=== Provided material ===
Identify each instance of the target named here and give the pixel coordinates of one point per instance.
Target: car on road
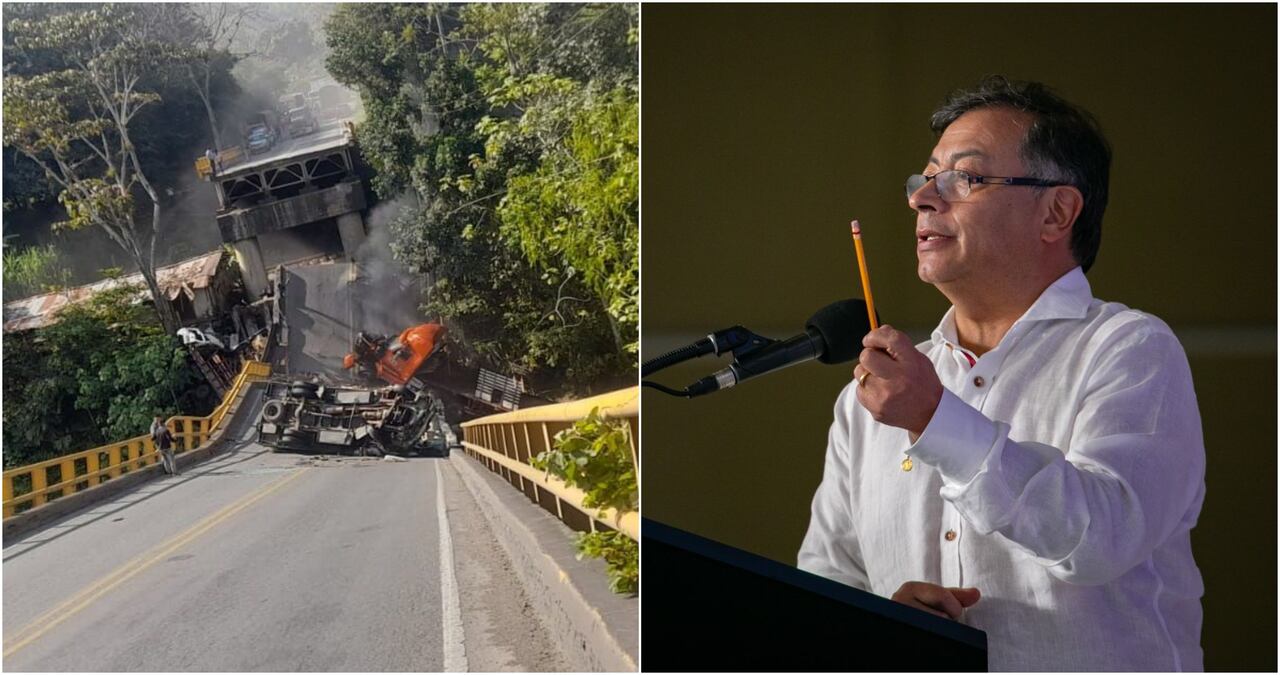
(260, 140)
(197, 338)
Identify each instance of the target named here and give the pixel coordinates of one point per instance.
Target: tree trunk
(213, 124)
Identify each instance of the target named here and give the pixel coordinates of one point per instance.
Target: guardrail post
(8, 496)
(94, 464)
(547, 445)
(39, 482)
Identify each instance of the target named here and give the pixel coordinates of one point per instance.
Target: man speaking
(1034, 469)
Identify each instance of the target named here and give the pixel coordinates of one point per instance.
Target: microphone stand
(739, 341)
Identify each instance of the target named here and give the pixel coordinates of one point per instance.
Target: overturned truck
(396, 414)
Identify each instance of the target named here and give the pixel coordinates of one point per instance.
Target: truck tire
(273, 411)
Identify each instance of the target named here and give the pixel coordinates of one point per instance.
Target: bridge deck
(255, 561)
(329, 136)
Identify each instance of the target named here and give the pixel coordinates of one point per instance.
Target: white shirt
(1068, 466)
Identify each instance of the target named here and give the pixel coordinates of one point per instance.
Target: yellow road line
(46, 621)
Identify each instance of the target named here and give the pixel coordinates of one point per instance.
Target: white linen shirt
(1060, 475)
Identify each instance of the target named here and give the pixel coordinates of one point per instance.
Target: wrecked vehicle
(397, 416)
(312, 416)
(415, 351)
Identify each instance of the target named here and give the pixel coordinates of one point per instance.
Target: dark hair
(1064, 144)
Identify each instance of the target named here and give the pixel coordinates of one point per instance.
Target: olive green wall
(766, 128)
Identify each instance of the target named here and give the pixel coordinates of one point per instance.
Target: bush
(594, 456)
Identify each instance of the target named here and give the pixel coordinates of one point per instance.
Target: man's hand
(945, 602)
(900, 387)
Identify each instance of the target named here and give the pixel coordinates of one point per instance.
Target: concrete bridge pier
(300, 201)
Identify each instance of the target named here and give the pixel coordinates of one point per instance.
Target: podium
(712, 607)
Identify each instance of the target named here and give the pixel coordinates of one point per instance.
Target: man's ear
(1064, 206)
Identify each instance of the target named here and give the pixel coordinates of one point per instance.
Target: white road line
(451, 611)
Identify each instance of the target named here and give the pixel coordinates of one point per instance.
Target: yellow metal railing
(33, 484)
(506, 442)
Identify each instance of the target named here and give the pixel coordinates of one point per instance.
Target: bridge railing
(506, 443)
(35, 484)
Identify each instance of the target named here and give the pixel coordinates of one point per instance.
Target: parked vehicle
(260, 140)
(301, 122)
(197, 338)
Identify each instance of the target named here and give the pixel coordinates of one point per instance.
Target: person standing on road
(1036, 468)
(163, 438)
(213, 162)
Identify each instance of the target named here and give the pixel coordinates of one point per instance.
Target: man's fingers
(892, 341)
(942, 600)
(876, 361)
(919, 605)
(929, 597)
(968, 597)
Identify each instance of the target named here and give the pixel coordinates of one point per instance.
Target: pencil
(862, 268)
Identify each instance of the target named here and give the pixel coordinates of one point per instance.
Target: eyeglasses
(955, 185)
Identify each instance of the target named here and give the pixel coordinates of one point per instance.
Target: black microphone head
(841, 325)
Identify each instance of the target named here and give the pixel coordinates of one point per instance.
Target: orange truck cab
(402, 357)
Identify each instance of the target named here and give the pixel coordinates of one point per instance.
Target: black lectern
(711, 607)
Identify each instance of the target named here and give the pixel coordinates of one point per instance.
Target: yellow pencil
(862, 268)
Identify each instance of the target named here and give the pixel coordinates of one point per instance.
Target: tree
(96, 375)
(577, 208)
(32, 270)
(74, 123)
(432, 78)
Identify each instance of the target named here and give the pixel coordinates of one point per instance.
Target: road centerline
(72, 606)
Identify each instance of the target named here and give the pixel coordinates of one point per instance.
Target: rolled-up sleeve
(830, 546)
(1132, 475)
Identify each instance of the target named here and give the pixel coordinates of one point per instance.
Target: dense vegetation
(515, 127)
(595, 456)
(95, 377)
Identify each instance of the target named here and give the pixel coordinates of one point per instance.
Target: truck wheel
(273, 411)
(295, 438)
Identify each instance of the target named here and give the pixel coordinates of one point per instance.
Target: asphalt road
(255, 561)
(329, 135)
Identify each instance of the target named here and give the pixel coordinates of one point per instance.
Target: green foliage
(493, 114)
(620, 552)
(33, 270)
(96, 375)
(594, 456)
(90, 80)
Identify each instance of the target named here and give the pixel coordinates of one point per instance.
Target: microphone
(831, 336)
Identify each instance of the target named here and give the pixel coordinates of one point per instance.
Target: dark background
(766, 128)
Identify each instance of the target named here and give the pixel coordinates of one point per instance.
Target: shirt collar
(1068, 297)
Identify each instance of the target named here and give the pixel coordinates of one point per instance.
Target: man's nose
(926, 199)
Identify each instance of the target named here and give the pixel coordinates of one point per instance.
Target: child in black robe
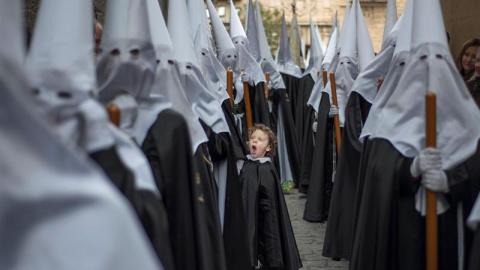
(270, 233)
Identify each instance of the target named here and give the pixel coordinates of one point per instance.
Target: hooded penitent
(125, 63)
(214, 73)
(431, 69)
(239, 38)
(266, 59)
(251, 30)
(167, 80)
(390, 19)
(366, 82)
(296, 42)
(316, 53)
(60, 67)
(356, 53)
(204, 103)
(331, 52)
(284, 59)
(56, 199)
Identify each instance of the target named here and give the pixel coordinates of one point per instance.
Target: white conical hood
(180, 33)
(344, 23)
(431, 28)
(60, 194)
(401, 56)
(223, 42)
(390, 18)
(204, 104)
(127, 60)
(12, 29)
(364, 42)
(404, 40)
(316, 54)
(431, 69)
(266, 61)
(349, 34)
(366, 82)
(252, 28)
(196, 10)
(296, 43)
(61, 52)
(158, 29)
(284, 58)
(126, 19)
(236, 28)
(167, 80)
(331, 49)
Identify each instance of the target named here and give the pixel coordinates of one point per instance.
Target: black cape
(148, 207)
(229, 147)
(320, 175)
(303, 112)
(338, 237)
(388, 232)
(270, 230)
(186, 187)
(279, 98)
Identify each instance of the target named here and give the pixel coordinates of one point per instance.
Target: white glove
(428, 159)
(333, 111)
(246, 78)
(435, 180)
(95, 135)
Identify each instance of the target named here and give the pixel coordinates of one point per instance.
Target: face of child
(259, 144)
(468, 59)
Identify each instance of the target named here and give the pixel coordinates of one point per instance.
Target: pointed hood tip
(428, 29)
(222, 38)
(236, 28)
(180, 33)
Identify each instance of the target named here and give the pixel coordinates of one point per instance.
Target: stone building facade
(323, 12)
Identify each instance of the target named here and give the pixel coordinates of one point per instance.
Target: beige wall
(462, 21)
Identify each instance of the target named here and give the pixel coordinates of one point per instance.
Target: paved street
(309, 236)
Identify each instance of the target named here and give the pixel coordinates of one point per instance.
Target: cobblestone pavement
(309, 236)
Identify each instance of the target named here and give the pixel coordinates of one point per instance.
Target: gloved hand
(435, 180)
(428, 159)
(95, 135)
(333, 111)
(246, 78)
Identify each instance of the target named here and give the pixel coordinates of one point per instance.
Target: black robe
(148, 207)
(474, 263)
(270, 230)
(186, 188)
(320, 183)
(279, 97)
(291, 83)
(338, 237)
(388, 232)
(303, 112)
(228, 147)
(259, 108)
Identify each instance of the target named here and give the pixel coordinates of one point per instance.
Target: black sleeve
(217, 143)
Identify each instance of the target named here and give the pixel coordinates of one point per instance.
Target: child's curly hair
(272, 139)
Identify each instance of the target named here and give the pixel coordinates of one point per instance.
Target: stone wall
(462, 21)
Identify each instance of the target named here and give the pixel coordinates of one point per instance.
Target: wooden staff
(267, 77)
(248, 107)
(230, 85)
(431, 220)
(336, 119)
(114, 114)
(325, 78)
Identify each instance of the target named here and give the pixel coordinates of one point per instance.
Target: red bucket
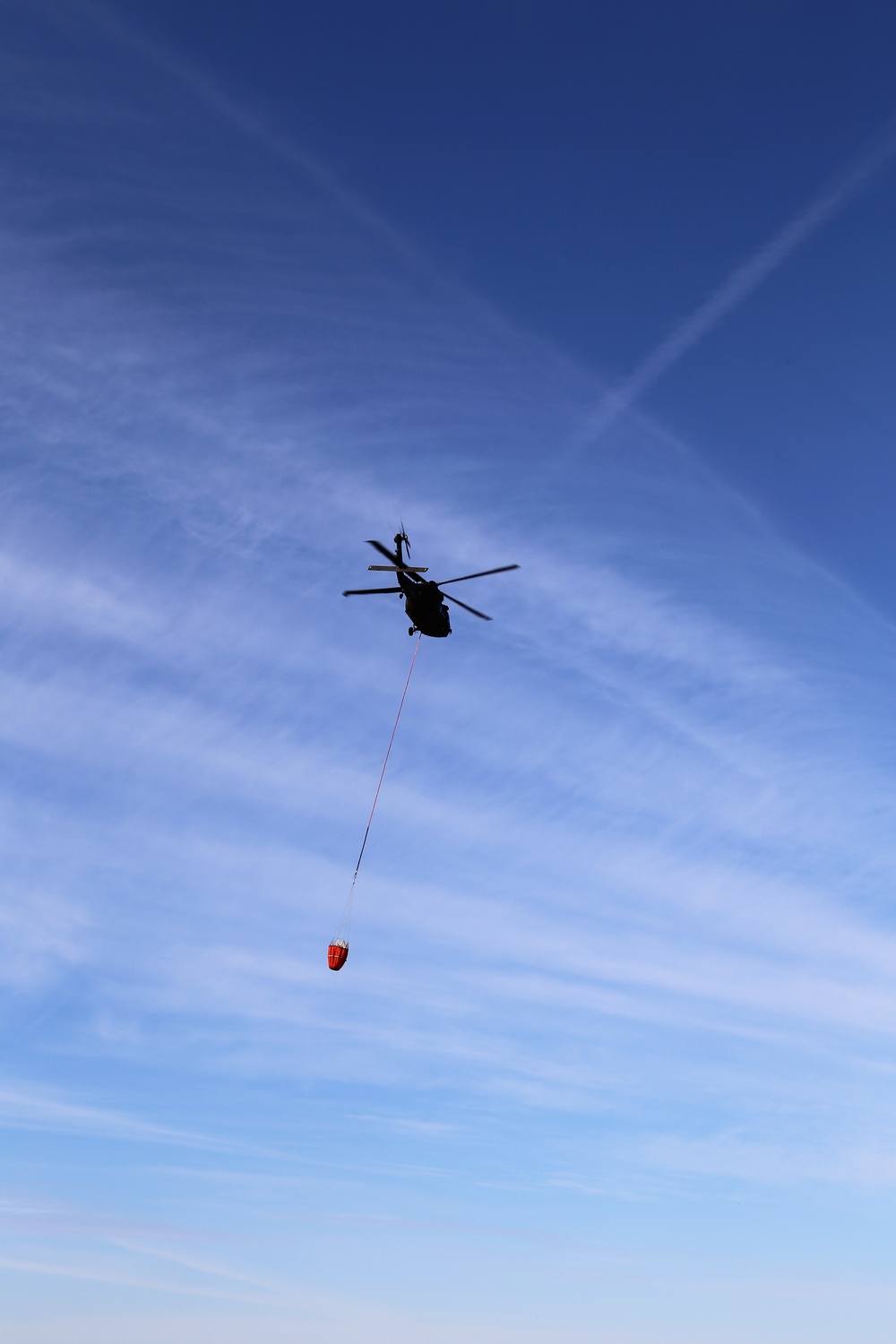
(338, 954)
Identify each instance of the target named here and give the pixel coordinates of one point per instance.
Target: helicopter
(424, 599)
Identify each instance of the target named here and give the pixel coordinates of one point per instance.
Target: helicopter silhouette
(424, 599)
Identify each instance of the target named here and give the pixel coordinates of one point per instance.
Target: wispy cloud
(745, 280)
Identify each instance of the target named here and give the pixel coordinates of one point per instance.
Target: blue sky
(613, 1054)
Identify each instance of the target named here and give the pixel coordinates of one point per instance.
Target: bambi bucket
(338, 954)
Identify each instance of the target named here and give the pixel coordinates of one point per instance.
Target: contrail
(745, 280)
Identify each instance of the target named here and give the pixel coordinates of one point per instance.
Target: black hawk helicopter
(424, 599)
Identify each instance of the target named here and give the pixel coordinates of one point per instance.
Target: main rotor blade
(449, 599)
(501, 569)
(358, 591)
(383, 550)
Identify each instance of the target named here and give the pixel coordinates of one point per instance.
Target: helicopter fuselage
(425, 607)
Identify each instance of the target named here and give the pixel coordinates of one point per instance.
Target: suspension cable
(347, 913)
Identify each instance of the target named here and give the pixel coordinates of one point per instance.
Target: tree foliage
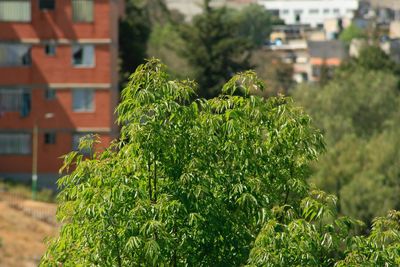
(214, 48)
(217, 182)
(358, 112)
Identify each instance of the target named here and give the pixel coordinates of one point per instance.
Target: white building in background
(311, 12)
(191, 8)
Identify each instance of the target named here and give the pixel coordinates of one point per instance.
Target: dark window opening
(47, 4)
(50, 49)
(49, 138)
(50, 94)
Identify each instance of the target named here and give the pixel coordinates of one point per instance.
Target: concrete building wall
(57, 72)
(312, 12)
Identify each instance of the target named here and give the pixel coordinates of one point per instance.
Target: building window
(285, 11)
(15, 100)
(47, 4)
(83, 55)
(50, 49)
(15, 143)
(50, 94)
(13, 55)
(82, 10)
(50, 138)
(15, 10)
(82, 100)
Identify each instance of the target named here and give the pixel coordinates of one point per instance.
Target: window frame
(46, 8)
(93, 61)
(24, 60)
(50, 138)
(28, 20)
(90, 20)
(93, 98)
(50, 94)
(50, 49)
(21, 152)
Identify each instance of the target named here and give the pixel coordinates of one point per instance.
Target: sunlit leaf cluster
(194, 182)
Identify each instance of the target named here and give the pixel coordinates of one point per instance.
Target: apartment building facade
(58, 81)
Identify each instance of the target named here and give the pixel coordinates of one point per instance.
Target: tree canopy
(358, 113)
(219, 182)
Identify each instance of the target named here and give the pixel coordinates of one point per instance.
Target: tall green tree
(357, 112)
(188, 183)
(217, 182)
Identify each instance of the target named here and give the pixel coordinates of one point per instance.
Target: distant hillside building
(325, 54)
(58, 81)
(311, 12)
(191, 8)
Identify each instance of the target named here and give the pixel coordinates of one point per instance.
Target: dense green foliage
(358, 112)
(217, 182)
(214, 49)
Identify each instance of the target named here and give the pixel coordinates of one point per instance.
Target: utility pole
(34, 159)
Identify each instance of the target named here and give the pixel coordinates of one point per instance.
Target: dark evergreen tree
(214, 48)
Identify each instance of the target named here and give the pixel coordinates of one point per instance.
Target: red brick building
(58, 74)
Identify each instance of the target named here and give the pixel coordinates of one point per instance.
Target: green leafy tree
(188, 183)
(217, 182)
(357, 112)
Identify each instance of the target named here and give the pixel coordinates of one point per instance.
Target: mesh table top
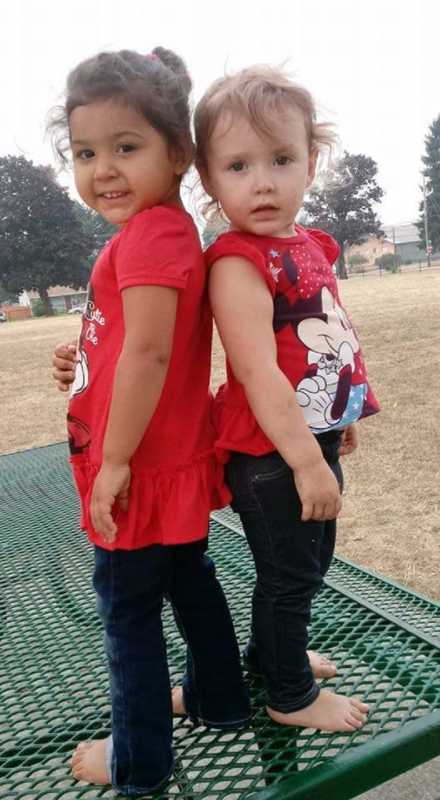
(53, 676)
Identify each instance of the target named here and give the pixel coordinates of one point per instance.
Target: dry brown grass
(391, 517)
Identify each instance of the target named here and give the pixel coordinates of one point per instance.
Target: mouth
(112, 195)
(266, 209)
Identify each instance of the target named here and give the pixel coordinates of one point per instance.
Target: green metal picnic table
(53, 678)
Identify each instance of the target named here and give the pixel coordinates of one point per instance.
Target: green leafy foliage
(389, 261)
(343, 204)
(431, 171)
(42, 241)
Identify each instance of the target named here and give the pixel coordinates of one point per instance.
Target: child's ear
(313, 160)
(206, 183)
(182, 159)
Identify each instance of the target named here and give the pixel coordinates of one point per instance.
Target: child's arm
(243, 310)
(149, 319)
(63, 362)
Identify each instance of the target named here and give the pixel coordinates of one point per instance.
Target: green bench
(53, 678)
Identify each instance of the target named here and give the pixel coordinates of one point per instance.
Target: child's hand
(63, 362)
(111, 483)
(318, 491)
(349, 441)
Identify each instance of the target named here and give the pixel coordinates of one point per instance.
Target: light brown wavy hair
(260, 94)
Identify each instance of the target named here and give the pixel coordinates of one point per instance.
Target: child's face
(122, 164)
(260, 181)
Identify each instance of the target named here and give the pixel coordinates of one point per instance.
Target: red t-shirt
(175, 477)
(317, 346)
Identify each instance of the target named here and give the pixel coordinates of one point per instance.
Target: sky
(372, 66)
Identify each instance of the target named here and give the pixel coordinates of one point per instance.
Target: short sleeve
(156, 247)
(231, 244)
(328, 245)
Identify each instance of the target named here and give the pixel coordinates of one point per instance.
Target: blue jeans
(130, 585)
(291, 558)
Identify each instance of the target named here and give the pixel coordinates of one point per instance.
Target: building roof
(403, 233)
(56, 291)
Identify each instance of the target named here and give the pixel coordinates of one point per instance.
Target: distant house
(373, 247)
(404, 238)
(409, 246)
(62, 298)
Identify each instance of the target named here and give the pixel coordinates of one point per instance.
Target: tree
(389, 261)
(431, 172)
(42, 242)
(343, 203)
(95, 227)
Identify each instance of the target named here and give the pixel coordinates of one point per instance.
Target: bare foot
(329, 712)
(177, 701)
(88, 762)
(321, 666)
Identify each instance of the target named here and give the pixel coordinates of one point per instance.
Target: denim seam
(269, 538)
(225, 725)
(130, 789)
(121, 684)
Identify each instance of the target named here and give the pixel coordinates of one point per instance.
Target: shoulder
(328, 245)
(235, 244)
(159, 221)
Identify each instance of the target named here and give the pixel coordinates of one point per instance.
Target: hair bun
(175, 64)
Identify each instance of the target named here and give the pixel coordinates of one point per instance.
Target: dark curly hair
(156, 85)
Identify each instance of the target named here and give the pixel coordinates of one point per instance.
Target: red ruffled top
(176, 478)
(317, 346)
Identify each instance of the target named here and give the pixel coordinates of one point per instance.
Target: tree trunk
(341, 269)
(44, 297)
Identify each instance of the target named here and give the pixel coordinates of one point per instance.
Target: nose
(263, 180)
(105, 167)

=== Directions for this task ===
How many lines in the rows above contain the string "truck"? Give only the number.

=== Full answer ===
4